Excerpts from a dataset
—————

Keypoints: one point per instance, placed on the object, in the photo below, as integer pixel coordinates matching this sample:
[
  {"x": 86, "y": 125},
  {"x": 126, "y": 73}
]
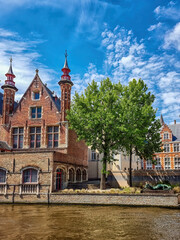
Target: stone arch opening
[
  {"x": 60, "y": 179},
  {"x": 78, "y": 175},
  {"x": 71, "y": 175}
]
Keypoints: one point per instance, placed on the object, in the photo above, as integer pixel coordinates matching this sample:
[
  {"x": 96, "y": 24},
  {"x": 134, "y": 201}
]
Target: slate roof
[
  {"x": 175, "y": 128},
  {"x": 4, "y": 146},
  {"x": 56, "y": 100},
  {"x": 1, "y": 102}
]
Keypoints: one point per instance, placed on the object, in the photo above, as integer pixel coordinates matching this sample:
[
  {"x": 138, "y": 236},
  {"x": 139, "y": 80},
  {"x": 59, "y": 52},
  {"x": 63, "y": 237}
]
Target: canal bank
[{"x": 154, "y": 200}]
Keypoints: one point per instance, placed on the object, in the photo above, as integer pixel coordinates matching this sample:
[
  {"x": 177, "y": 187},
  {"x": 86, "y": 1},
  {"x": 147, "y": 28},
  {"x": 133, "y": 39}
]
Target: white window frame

—————

● TASK DESCRIPTION
Write the records above out again word for word, skipping each picture.

● RESPONSE
Keypoints: one point per instance, placed on the object, in the photo below, as integer pixel coordinates matching this sample:
[
  {"x": 86, "y": 125},
  {"x": 126, "y": 73}
]
Target: stone arch opening
[
  {"x": 60, "y": 179},
  {"x": 78, "y": 175},
  {"x": 71, "y": 175}
]
Keypoints: one point per instance, placed on the object, in the photo above, as integer pixel coordinates matching this sample:
[
  {"x": 96, "y": 24},
  {"x": 134, "y": 201}
]
Target: slate roof
[
  {"x": 175, "y": 128},
  {"x": 4, "y": 146},
  {"x": 56, "y": 100},
  {"x": 1, "y": 102}
]
Keypoints: one point per instance, placed on the object, in the photo above, as integer pixel coordinates matching this sample:
[
  {"x": 138, "y": 236},
  {"x": 139, "y": 80},
  {"x": 59, "y": 52},
  {"x": 63, "y": 237}
]
Target: canal bank
[{"x": 154, "y": 200}]
Keypoints: one point per instance, placed on the object, in the photo above, as integer pixel coordinates matching this sample:
[
  {"x": 177, "y": 187},
  {"x": 86, "y": 1},
  {"x": 147, "y": 28},
  {"x": 133, "y": 39}
]
Target: white window frame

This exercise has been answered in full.